* _TASK PROMPT_: Extract all of the entries and give them again, word for word.
-- start of MATERIAL FOR THIS TASK --
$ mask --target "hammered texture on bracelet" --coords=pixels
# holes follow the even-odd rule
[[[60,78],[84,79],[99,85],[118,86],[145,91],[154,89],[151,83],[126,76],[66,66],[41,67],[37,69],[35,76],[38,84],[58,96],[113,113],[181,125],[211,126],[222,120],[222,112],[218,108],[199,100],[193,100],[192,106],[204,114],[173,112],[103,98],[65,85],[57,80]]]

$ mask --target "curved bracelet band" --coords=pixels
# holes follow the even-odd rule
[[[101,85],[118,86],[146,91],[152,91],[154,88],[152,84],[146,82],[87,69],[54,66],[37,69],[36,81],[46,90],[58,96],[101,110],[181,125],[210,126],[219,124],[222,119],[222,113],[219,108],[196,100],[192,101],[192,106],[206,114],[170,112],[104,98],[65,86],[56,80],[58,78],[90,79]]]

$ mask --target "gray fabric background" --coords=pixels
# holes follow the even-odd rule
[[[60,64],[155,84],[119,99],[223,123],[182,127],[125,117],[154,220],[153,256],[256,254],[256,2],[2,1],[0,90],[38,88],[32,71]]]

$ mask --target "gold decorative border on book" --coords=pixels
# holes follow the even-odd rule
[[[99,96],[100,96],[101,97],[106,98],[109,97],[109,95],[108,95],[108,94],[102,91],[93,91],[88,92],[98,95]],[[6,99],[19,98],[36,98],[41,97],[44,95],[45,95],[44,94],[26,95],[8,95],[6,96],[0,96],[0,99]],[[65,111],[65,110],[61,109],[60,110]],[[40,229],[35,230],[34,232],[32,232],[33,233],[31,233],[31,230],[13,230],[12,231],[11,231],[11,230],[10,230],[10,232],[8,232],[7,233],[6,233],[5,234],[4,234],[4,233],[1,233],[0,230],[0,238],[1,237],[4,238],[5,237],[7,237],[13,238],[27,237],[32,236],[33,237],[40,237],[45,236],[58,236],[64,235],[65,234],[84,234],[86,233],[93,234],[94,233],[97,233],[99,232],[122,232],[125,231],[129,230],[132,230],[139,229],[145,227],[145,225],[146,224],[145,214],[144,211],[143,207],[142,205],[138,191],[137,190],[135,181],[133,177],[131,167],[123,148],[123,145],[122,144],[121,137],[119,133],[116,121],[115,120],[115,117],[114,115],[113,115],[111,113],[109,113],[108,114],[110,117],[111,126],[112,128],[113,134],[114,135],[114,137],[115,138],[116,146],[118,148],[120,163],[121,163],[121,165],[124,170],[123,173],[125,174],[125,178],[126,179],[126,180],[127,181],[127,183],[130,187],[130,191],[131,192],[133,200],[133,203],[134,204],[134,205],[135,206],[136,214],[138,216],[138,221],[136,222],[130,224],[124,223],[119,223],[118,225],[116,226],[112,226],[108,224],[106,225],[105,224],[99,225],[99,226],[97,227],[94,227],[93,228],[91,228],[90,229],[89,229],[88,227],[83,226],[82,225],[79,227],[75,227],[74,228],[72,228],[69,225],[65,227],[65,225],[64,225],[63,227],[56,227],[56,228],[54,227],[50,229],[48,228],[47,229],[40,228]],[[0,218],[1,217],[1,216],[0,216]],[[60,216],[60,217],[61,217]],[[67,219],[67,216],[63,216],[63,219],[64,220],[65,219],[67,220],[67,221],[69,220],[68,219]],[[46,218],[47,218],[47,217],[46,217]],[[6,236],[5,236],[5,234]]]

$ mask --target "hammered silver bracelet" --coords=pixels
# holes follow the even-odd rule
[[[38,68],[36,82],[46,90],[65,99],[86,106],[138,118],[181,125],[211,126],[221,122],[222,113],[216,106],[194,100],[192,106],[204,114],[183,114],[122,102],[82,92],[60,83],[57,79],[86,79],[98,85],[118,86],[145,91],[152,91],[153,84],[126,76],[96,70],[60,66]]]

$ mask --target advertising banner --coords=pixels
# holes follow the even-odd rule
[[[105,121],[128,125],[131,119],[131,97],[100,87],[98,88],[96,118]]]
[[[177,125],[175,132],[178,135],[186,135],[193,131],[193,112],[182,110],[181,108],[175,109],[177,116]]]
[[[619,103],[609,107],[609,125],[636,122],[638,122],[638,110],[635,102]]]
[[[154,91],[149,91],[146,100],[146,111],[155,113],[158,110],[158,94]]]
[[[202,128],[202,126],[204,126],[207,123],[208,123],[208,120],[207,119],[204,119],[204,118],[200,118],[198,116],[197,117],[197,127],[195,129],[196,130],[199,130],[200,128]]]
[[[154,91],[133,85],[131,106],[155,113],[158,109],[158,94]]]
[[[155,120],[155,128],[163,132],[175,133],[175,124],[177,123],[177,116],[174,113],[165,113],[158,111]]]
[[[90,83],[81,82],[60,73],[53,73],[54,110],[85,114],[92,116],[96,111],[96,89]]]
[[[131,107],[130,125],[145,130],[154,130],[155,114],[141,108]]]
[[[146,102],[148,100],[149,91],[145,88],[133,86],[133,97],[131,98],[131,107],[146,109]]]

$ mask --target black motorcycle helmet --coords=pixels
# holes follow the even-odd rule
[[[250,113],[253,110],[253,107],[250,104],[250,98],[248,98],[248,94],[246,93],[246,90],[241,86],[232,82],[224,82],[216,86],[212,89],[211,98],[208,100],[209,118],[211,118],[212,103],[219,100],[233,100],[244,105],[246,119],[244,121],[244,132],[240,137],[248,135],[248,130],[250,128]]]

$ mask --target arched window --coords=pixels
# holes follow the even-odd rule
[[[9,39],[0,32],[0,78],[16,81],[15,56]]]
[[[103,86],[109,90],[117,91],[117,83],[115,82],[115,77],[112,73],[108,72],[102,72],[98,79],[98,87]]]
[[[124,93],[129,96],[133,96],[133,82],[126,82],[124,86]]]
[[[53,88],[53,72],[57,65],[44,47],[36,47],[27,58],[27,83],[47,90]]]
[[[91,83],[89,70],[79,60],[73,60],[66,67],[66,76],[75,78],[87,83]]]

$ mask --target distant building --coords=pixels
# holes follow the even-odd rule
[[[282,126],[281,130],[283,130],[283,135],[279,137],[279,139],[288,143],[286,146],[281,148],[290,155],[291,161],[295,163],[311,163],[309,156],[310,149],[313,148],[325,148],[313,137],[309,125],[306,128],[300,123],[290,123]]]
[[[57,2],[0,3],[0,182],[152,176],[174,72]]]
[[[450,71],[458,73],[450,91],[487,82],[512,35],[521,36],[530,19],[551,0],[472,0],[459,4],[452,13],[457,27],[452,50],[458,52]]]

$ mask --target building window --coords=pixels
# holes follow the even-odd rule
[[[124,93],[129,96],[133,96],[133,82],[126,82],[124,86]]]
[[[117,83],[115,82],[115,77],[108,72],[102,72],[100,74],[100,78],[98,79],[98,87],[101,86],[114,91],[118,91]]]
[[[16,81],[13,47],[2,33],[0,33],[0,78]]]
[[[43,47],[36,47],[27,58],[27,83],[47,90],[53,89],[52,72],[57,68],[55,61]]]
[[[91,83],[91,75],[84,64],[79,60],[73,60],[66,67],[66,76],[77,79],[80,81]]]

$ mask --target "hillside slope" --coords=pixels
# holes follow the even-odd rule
-- end of MATERIAL FOR THIS TASK --
* _EXERCISE SOLUTION_:
$ mask --target "hammered texture on bracelet" --coords=pixels
# holes follow the even-odd rule
[[[60,78],[84,79],[99,85],[118,86],[145,91],[154,89],[151,83],[126,76],[66,66],[41,67],[37,69],[35,76],[38,84],[58,96],[113,113],[181,125],[211,126],[222,120],[222,112],[218,108],[199,100],[193,100],[192,106],[204,114],[173,112],[103,98],[65,85],[57,80]]]

$ mask --target "curved bracelet band" --coords=pixels
# holes follow the even-odd rule
[[[101,85],[118,86],[146,91],[152,91],[154,88],[152,84],[146,82],[87,69],[54,66],[37,69],[36,81],[46,90],[58,96],[101,110],[181,125],[210,126],[219,124],[222,119],[222,113],[219,108],[196,100],[192,101],[192,106],[206,114],[170,112],[104,98],[65,86],[56,80],[58,78],[90,79]]]

$ mask --target "gray fabric background" --coords=pixels
# holes follow the even-odd rule
[[[60,64],[155,84],[119,99],[223,123],[182,127],[125,117],[154,220],[153,256],[256,254],[256,2],[2,1],[0,90],[38,88],[32,71]]]

$ mask --target "gold decorative border on book" --coords=pixels
# holes follow the even-odd rule
[[[99,96],[100,96],[101,97],[106,98],[109,97],[109,95],[108,95],[108,94],[102,91],[93,91],[88,92],[98,95]],[[6,99],[19,98],[36,98],[41,97],[44,95],[45,95],[44,94],[26,95],[8,95],[6,96],[0,96],[0,99]],[[65,111],[65,110],[61,109],[60,110]],[[40,229],[35,230],[34,232],[32,232],[33,233],[31,233],[31,230],[13,230],[12,231],[11,231],[11,230],[10,230],[10,232],[8,232],[7,233],[6,233],[5,234],[4,234],[4,233],[1,233],[0,230],[0,238],[1,237],[4,238],[5,237],[7,237],[13,238],[27,237],[32,236],[33,237],[40,237],[45,236],[58,236],[64,235],[65,234],[84,234],[86,233],[93,234],[94,233],[97,233],[99,232],[122,232],[125,231],[129,230],[132,230],[139,229],[145,227],[145,225],[146,224],[145,214],[144,211],[143,207],[142,205],[138,191],[137,190],[135,181],[133,177],[131,167],[123,148],[123,145],[122,144],[121,137],[119,133],[116,121],[115,120],[115,117],[114,115],[113,115],[111,113],[109,113],[108,114],[110,117],[111,126],[112,128],[113,134],[114,135],[114,137],[115,138],[116,146],[118,148],[120,163],[121,163],[121,165],[124,170],[123,173],[125,174],[125,178],[126,179],[126,180],[127,181],[127,183],[130,187],[130,191],[131,192],[133,200],[133,203],[134,204],[134,205],[135,206],[136,214],[138,216],[138,221],[136,222],[130,224],[124,223],[119,223],[118,225],[116,226],[112,226],[108,224],[106,225],[105,224],[99,225],[99,226],[97,227],[94,227],[93,228],[91,228],[90,229],[89,229],[88,227],[83,226],[82,225],[79,227],[75,227],[74,228],[72,228],[69,225],[65,227],[65,225],[64,225],[63,227],[56,227],[56,228],[54,227],[50,229],[48,228],[47,229],[40,228]],[[0,218],[1,217],[1,216],[0,216]],[[60,216],[60,217],[61,217]],[[67,219],[67,216],[63,216],[63,219],[64,220],[65,219],[67,220],[67,221],[69,220],[68,219]],[[46,218],[47,218],[47,217],[46,217]],[[6,236],[5,236],[5,234]]]

$ mask --target "hammered silver bracelet" --coords=pixels
# holes follow the even-odd rule
[[[38,68],[36,82],[46,90],[65,99],[86,106],[138,118],[181,125],[211,126],[221,122],[222,113],[216,106],[194,100],[192,106],[204,114],[183,114],[122,102],[82,92],[60,83],[57,79],[86,79],[98,85],[118,86],[145,91],[152,91],[153,84],[126,76],[96,70],[60,66]]]

$ mask --target advertising banner --coords=pixels
# holes follow the even-odd rule
[[[105,121],[128,125],[131,119],[131,97],[100,87],[98,88],[96,118]]]
[[[177,125],[175,132],[178,135],[186,135],[193,131],[193,112],[182,110],[181,108],[175,109],[177,116]]]
[[[619,103],[609,107],[609,125],[636,122],[638,122],[638,110],[635,102]]]
[[[154,91],[149,91],[146,100],[146,111],[155,113],[158,110],[158,94]]]
[[[202,128],[202,126],[204,126],[207,123],[208,123],[208,120],[207,119],[204,119],[204,118],[200,118],[198,116],[197,117],[197,127],[195,129],[196,130],[199,130],[200,128]]]
[[[154,91],[133,85],[131,106],[155,113],[158,109],[158,94]]]
[[[155,120],[155,128],[163,132],[175,133],[175,124],[177,123],[177,116],[174,113],[165,113],[158,111]]]
[[[90,83],[81,82],[60,73],[53,73],[54,110],[85,114],[92,116],[96,111],[96,89]]]
[[[131,107],[130,125],[145,130],[154,130],[155,114],[141,108]]]
[[[146,102],[148,100],[149,91],[145,88],[133,86],[133,97],[131,98],[131,107],[146,109]]]

$ mask --target black motorcycle helmet --coords=pixels
# holes follow the even-odd rule
[[[250,113],[253,110],[253,107],[250,104],[250,98],[248,98],[248,94],[246,93],[246,90],[241,86],[232,82],[224,82],[216,86],[212,89],[211,98],[208,100],[209,118],[211,118],[212,103],[219,100],[233,100],[244,105],[246,119],[244,121],[244,132],[240,137],[248,135],[248,130],[250,128]]]

$ mask --target arched window --coords=pixels
# holes follow the even-odd rule
[[[9,39],[0,32],[0,78],[16,81],[15,56]]]
[[[103,86],[109,90],[117,91],[117,83],[115,82],[115,77],[112,73],[108,72],[102,72],[98,79],[98,87]]]
[[[124,93],[129,96],[133,96],[133,82],[126,82],[124,86]]]
[[[53,88],[53,72],[57,65],[44,47],[36,47],[27,58],[27,83],[47,90]]]
[[[91,83],[89,70],[79,60],[73,60],[66,67],[66,76],[75,78],[87,83]]]

$ mask --target distant building --coords=pixels
# holes follow the even-odd rule
[[[282,126],[281,130],[283,130],[283,135],[279,137],[279,139],[288,143],[286,146],[281,148],[290,155],[291,161],[295,163],[311,163],[309,156],[310,149],[313,148],[325,148],[313,137],[309,125],[306,128],[300,123],[290,123]]]
[[[57,2],[0,3],[0,182],[152,176],[174,72]]]
[[[450,71],[458,73],[450,91],[487,82],[512,35],[521,36],[530,19],[551,0],[472,0],[459,4],[452,13],[457,27],[452,50],[458,52]]]

$ mask --target building window --coords=pixels
# holes follow the even-odd rule
[[[124,93],[129,96],[133,96],[133,82],[126,82],[124,86]]]
[[[117,83],[115,82],[115,77],[108,72],[102,72],[100,74],[100,78],[98,79],[98,87],[101,86],[114,91],[118,91]]]
[[[16,81],[13,47],[2,33],[0,33],[0,78]]]
[[[43,47],[36,47],[27,58],[27,83],[47,90],[53,89],[52,72],[57,68],[55,61]]]
[[[91,83],[91,75],[84,64],[79,60],[73,60],[66,67],[66,76],[77,79],[80,81]]]

$ mask --target "hillside slope" --coords=pixels
# holes follow the even-odd rule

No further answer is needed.